Return the lines below exactly, from the first line to the line that contains "Tag every instance of the rhino front". Leave out pictures.

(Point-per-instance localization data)
··········

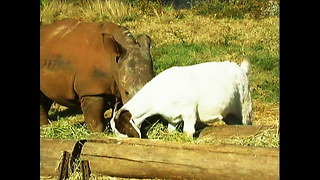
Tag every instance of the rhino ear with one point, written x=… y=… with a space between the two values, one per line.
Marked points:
x=144 y=40
x=110 y=44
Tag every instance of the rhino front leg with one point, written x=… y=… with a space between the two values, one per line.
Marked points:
x=45 y=104
x=93 y=108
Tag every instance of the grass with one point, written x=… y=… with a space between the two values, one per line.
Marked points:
x=217 y=31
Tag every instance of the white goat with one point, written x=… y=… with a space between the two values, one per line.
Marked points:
x=204 y=92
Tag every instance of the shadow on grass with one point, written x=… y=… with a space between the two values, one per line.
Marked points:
x=55 y=115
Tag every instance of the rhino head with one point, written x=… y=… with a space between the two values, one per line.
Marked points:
x=134 y=63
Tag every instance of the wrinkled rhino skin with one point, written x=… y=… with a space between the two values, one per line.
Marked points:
x=91 y=65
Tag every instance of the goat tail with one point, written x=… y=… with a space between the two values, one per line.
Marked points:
x=245 y=65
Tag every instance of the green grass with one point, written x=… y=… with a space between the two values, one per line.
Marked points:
x=217 y=31
x=264 y=77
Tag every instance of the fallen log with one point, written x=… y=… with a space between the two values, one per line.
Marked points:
x=143 y=158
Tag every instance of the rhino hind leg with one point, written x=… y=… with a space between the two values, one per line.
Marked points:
x=93 y=108
x=45 y=104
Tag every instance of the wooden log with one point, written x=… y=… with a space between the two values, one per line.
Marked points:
x=143 y=158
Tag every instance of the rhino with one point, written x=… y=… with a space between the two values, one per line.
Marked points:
x=93 y=66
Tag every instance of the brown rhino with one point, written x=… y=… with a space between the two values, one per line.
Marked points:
x=91 y=66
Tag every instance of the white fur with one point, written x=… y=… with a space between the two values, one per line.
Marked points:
x=205 y=92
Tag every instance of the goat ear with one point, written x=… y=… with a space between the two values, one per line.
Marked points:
x=119 y=123
x=110 y=44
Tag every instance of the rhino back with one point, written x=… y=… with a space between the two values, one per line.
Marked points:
x=74 y=62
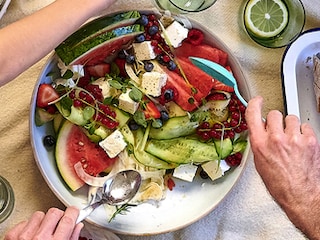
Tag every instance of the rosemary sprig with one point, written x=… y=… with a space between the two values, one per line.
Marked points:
x=122 y=209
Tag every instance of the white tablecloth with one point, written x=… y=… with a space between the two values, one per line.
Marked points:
x=248 y=212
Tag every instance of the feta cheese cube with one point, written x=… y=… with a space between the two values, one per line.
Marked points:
x=185 y=172
x=113 y=144
x=144 y=51
x=214 y=170
x=176 y=33
x=152 y=82
x=105 y=87
x=127 y=104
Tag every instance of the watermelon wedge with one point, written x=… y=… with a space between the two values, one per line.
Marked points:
x=185 y=97
x=95 y=50
x=99 y=26
x=74 y=146
x=202 y=51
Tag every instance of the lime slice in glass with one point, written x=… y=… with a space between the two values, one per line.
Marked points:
x=266 y=18
x=188 y=5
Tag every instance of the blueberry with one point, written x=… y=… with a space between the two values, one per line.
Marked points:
x=171 y=65
x=168 y=94
x=49 y=141
x=140 y=38
x=160 y=59
x=122 y=54
x=153 y=30
x=148 y=66
x=203 y=174
x=130 y=59
x=164 y=115
x=143 y=20
x=133 y=125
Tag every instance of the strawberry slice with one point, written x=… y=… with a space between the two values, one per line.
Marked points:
x=46 y=94
x=99 y=70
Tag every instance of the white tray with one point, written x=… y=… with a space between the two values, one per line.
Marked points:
x=297 y=77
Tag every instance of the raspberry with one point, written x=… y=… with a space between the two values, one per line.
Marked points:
x=195 y=36
x=234 y=159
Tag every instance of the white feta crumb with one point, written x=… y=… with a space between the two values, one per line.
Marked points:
x=113 y=144
x=185 y=172
x=214 y=169
x=143 y=51
x=152 y=82
x=176 y=33
x=127 y=104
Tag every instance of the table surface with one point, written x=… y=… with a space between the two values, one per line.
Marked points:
x=248 y=212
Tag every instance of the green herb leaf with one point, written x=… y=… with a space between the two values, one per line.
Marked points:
x=115 y=84
x=66 y=103
x=68 y=74
x=135 y=94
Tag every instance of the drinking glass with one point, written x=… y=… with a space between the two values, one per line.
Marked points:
x=6 y=199
x=184 y=6
x=295 y=24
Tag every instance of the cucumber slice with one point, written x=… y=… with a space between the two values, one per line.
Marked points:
x=146 y=158
x=224 y=147
x=174 y=127
x=182 y=150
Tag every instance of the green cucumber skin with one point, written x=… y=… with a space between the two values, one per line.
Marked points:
x=224 y=147
x=149 y=160
x=182 y=150
x=99 y=26
x=174 y=127
x=69 y=55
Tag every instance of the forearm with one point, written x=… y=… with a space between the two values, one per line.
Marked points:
x=26 y=41
x=304 y=214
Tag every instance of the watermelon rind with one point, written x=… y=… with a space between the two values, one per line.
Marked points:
x=99 y=26
x=70 y=56
x=67 y=172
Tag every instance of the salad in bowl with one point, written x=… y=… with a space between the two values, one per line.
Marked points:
x=121 y=93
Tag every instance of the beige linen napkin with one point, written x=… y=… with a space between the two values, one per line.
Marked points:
x=248 y=212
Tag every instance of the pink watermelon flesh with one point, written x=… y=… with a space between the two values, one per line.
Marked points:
x=197 y=78
x=74 y=146
x=184 y=91
x=99 y=53
x=202 y=51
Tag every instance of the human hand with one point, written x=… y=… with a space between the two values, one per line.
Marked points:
x=287 y=156
x=55 y=224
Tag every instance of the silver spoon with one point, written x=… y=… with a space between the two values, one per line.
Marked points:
x=117 y=190
x=220 y=73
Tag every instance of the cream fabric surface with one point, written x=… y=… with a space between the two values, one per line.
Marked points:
x=248 y=212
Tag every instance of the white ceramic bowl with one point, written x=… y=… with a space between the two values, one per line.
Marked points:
x=187 y=203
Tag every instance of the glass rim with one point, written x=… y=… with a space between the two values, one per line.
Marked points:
x=193 y=11
x=264 y=44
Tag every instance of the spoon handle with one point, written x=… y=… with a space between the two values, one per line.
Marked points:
x=85 y=212
x=236 y=91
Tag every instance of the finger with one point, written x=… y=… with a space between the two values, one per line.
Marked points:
x=307 y=130
x=292 y=124
x=50 y=222
x=67 y=224
x=76 y=232
x=254 y=116
x=275 y=122
x=15 y=232
x=32 y=226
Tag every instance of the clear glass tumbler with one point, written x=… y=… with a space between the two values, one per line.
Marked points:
x=6 y=199
x=184 y=6
x=291 y=30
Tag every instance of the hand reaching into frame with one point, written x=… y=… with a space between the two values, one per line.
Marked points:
x=287 y=157
x=55 y=224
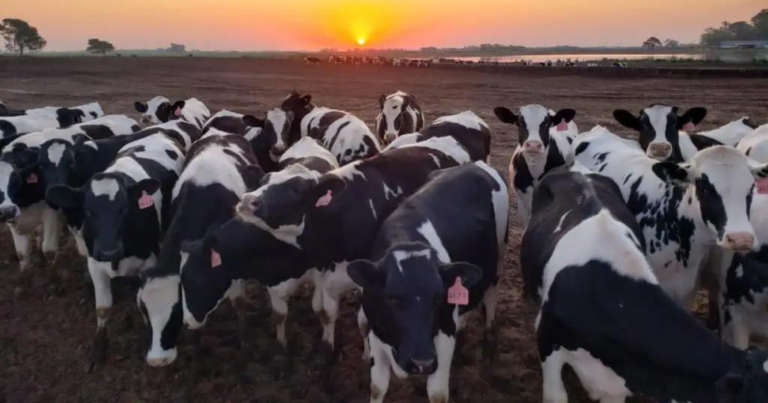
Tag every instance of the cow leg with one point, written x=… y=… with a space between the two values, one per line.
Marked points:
x=362 y=324
x=552 y=369
x=439 y=382
x=103 y=295
x=380 y=370
x=22 y=246
x=491 y=340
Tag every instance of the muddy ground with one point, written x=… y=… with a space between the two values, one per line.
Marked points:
x=45 y=336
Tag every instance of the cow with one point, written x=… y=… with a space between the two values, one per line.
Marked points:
x=426 y=251
x=399 y=114
x=683 y=210
x=306 y=160
x=160 y=110
x=219 y=169
x=604 y=314
x=467 y=128
x=343 y=134
x=126 y=211
x=309 y=227
x=273 y=138
x=544 y=143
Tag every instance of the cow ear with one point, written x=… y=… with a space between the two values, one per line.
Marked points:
x=760 y=171
x=65 y=196
x=327 y=190
x=505 y=115
x=150 y=186
x=672 y=173
x=469 y=273
x=564 y=114
x=626 y=119
x=253 y=121
x=364 y=273
x=252 y=176
x=177 y=107
x=694 y=116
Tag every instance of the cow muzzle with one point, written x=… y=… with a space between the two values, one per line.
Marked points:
x=9 y=214
x=740 y=241
x=533 y=147
x=660 y=151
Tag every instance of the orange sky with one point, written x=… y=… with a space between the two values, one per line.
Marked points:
x=315 y=24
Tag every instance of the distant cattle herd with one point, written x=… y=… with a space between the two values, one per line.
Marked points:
x=619 y=235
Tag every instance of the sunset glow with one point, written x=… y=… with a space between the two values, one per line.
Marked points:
x=344 y=24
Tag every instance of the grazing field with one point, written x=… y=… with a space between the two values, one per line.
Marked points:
x=45 y=331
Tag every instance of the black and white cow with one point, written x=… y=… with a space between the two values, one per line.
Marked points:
x=220 y=168
x=160 y=110
x=308 y=228
x=126 y=212
x=399 y=114
x=604 y=314
x=305 y=160
x=426 y=251
x=544 y=143
x=684 y=211
x=466 y=127
x=347 y=137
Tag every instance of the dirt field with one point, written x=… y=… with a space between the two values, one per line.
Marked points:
x=45 y=337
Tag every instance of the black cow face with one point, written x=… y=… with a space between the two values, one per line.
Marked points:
x=659 y=127
x=410 y=285
x=108 y=204
x=534 y=124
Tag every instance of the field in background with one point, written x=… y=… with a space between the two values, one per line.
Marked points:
x=45 y=337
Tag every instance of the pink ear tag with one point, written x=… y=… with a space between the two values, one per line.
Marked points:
x=215 y=259
x=145 y=201
x=458 y=294
x=324 y=200
x=762 y=186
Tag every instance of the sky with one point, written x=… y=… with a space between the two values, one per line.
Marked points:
x=315 y=24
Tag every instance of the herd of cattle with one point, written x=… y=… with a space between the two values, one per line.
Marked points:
x=619 y=234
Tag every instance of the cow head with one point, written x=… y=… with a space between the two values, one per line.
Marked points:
x=394 y=118
x=160 y=304
x=286 y=197
x=659 y=127
x=276 y=131
x=110 y=204
x=410 y=284
x=534 y=124
x=158 y=110
x=723 y=180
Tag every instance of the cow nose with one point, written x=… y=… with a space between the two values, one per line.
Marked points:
x=660 y=150
x=533 y=146
x=423 y=366
x=740 y=241
x=8 y=213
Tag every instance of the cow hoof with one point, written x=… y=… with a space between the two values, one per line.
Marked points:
x=99 y=351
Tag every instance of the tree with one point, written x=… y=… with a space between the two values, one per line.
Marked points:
x=652 y=42
x=20 y=36
x=99 y=46
x=760 y=22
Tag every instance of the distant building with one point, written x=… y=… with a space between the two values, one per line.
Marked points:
x=743 y=45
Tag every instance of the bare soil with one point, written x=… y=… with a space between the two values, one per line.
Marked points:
x=45 y=335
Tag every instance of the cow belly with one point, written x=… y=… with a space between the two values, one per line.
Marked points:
x=600 y=381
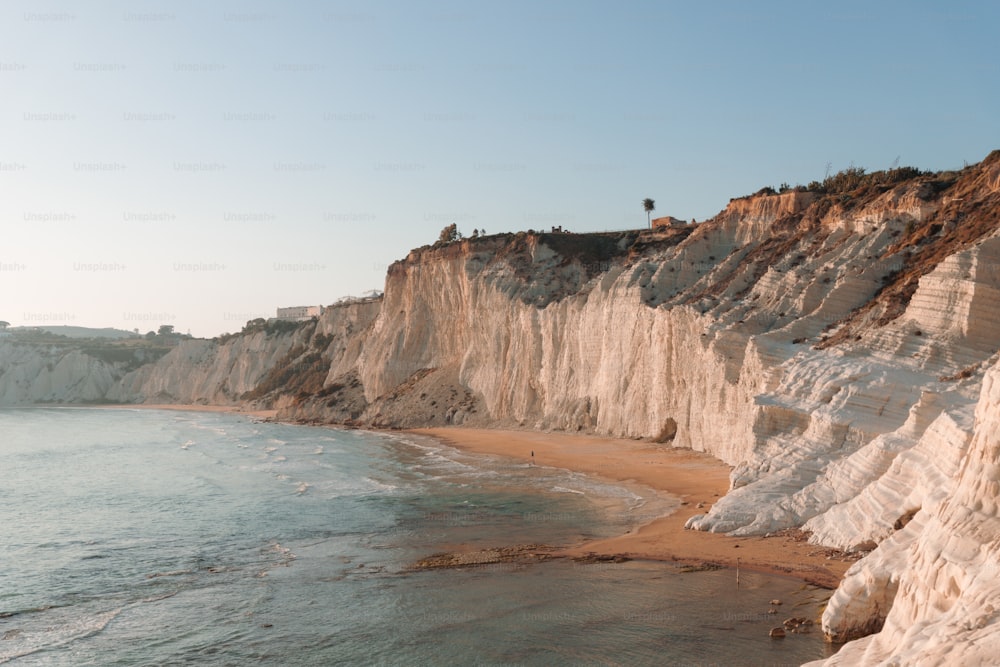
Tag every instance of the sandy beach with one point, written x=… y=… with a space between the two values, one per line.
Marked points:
x=697 y=479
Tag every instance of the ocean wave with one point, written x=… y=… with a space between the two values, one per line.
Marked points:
x=58 y=629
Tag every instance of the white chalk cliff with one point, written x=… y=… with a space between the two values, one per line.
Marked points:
x=840 y=350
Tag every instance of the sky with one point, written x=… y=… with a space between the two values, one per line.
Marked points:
x=201 y=163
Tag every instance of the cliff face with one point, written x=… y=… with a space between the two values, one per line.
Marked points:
x=32 y=374
x=831 y=347
x=266 y=366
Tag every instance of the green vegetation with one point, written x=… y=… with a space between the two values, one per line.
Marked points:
x=129 y=353
x=449 y=234
x=853 y=181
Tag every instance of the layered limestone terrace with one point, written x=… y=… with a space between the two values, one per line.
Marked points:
x=831 y=346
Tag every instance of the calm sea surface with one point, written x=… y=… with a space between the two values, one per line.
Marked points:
x=133 y=537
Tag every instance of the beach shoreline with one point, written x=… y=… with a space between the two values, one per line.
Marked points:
x=695 y=478
x=270 y=415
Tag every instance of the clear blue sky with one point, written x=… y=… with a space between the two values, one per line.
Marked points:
x=200 y=163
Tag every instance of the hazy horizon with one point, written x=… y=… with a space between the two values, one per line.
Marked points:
x=200 y=166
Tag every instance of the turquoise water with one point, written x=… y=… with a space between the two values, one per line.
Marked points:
x=134 y=537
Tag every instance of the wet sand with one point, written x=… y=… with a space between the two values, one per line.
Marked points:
x=693 y=477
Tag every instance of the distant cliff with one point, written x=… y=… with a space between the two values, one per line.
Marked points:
x=838 y=347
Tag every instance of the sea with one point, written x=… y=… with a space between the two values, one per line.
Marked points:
x=153 y=537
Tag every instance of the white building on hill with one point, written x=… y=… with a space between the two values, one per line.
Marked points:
x=299 y=313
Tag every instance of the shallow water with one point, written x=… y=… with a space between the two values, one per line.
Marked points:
x=166 y=538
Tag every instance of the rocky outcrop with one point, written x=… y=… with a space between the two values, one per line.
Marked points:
x=931 y=587
x=831 y=347
x=231 y=371
x=32 y=374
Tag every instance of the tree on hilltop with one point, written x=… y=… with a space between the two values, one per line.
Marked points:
x=449 y=234
x=649 y=206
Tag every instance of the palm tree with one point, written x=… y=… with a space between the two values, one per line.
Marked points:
x=649 y=205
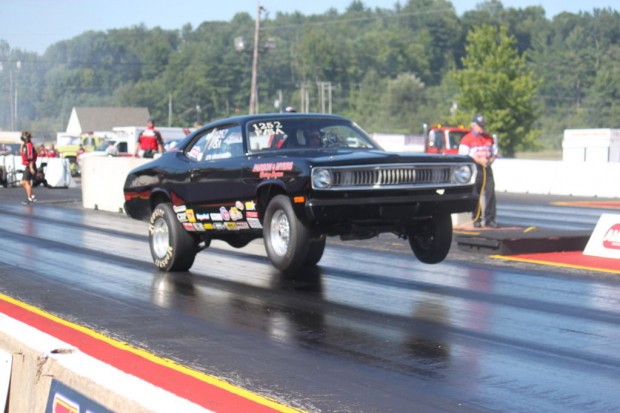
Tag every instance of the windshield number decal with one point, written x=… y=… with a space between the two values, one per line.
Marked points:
x=268 y=128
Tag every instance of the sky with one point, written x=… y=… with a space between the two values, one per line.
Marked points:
x=33 y=25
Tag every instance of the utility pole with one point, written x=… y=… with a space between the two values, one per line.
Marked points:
x=252 y=109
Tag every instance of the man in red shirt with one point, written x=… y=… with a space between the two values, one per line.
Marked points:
x=149 y=141
x=482 y=148
x=29 y=160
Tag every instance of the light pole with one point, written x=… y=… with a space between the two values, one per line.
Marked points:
x=252 y=109
x=12 y=93
x=241 y=46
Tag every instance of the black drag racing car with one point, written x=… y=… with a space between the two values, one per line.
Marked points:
x=294 y=179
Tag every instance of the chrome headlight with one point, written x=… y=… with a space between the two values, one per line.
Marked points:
x=321 y=178
x=462 y=174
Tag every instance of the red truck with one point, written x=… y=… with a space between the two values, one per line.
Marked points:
x=443 y=139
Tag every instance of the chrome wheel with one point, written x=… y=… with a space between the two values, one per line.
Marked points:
x=160 y=238
x=280 y=232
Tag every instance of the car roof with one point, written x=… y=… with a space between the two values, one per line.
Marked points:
x=266 y=116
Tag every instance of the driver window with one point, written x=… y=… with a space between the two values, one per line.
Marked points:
x=225 y=143
x=196 y=151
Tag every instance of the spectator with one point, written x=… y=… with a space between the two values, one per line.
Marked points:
x=481 y=147
x=42 y=152
x=52 y=152
x=111 y=150
x=149 y=141
x=29 y=160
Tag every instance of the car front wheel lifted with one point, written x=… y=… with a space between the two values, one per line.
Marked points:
x=430 y=239
x=172 y=248
x=287 y=239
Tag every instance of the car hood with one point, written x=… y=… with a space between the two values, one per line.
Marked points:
x=369 y=157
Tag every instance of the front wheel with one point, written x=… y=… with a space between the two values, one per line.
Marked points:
x=172 y=248
x=431 y=238
x=287 y=239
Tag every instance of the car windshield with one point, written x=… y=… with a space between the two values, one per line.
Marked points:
x=304 y=133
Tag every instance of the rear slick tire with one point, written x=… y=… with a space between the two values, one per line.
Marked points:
x=172 y=247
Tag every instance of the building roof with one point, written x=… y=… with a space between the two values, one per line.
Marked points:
x=96 y=119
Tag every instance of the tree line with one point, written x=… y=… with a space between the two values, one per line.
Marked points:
x=390 y=69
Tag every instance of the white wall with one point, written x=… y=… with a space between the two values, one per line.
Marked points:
x=557 y=177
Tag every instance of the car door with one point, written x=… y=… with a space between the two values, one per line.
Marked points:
x=214 y=160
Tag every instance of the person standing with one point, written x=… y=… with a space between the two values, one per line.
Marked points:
x=29 y=161
x=481 y=147
x=149 y=141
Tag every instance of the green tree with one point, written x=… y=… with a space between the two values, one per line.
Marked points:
x=496 y=81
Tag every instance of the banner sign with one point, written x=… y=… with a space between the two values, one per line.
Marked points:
x=605 y=240
x=63 y=399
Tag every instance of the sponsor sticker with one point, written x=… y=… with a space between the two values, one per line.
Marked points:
x=250 y=205
x=271 y=170
x=190 y=215
x=235 y=214
x=199 y=227
x=225 y=214
x=254 y=223
x=243 y=225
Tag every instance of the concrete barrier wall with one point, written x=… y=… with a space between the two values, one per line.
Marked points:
x=38 y=358
x=103 y=179
x=590 y=179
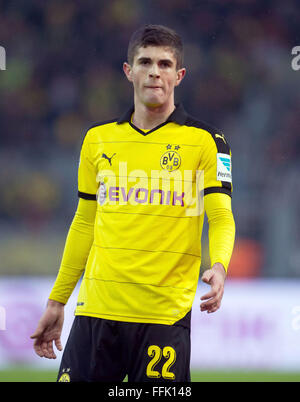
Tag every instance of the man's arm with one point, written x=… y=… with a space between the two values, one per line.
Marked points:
x=221 y=241
x=77 y=248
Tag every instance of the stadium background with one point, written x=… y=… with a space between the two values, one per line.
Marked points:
x=63 y=72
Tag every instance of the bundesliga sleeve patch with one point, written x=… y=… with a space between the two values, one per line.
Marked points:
x=224 y=167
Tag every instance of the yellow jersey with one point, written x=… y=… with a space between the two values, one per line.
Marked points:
x=144 y=262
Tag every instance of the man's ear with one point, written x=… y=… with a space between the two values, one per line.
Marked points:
x=127 y=70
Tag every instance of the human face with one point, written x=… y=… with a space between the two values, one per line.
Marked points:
x=154 y=75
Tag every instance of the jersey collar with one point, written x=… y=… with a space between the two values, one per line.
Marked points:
x=178 y=116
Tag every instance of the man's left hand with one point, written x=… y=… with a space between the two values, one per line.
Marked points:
x=215 y=277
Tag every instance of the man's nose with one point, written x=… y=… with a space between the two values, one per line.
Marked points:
x=154 y=71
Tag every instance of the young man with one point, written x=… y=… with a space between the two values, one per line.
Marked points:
x=137 y=232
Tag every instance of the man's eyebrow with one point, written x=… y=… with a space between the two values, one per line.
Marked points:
x=142 y=58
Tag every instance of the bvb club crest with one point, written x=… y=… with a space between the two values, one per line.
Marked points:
x=171 y=160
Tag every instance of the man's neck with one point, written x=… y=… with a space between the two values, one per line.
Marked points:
x=147 y=118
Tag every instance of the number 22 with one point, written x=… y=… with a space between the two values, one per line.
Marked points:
x=156 y=353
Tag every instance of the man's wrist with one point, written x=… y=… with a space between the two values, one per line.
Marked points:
x=218 y=267
x=54 y=303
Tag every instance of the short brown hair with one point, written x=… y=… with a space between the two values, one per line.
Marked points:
x=156 y=35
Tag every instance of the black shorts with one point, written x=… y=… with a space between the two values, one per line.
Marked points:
x=104 y=350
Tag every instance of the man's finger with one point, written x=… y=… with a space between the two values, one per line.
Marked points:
x=210 y=294
x=58 y=344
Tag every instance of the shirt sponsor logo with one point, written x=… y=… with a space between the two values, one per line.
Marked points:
x=224 y=167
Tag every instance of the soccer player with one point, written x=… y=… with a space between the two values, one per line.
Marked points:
x=136 y=233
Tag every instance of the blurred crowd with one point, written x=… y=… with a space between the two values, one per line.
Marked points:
x=64 y=72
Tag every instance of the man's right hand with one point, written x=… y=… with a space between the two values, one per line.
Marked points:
x=49 y=330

··········

Exercise output:
Tag every instance of the rhino ear with one point, written x=… y=… with a space between the two values, one per line.
Marked points:
x=144 y=40
x=110 y=44
Tag every instance of the rhino front leg with one point, written x=… y=… with a space between the two values, one per line.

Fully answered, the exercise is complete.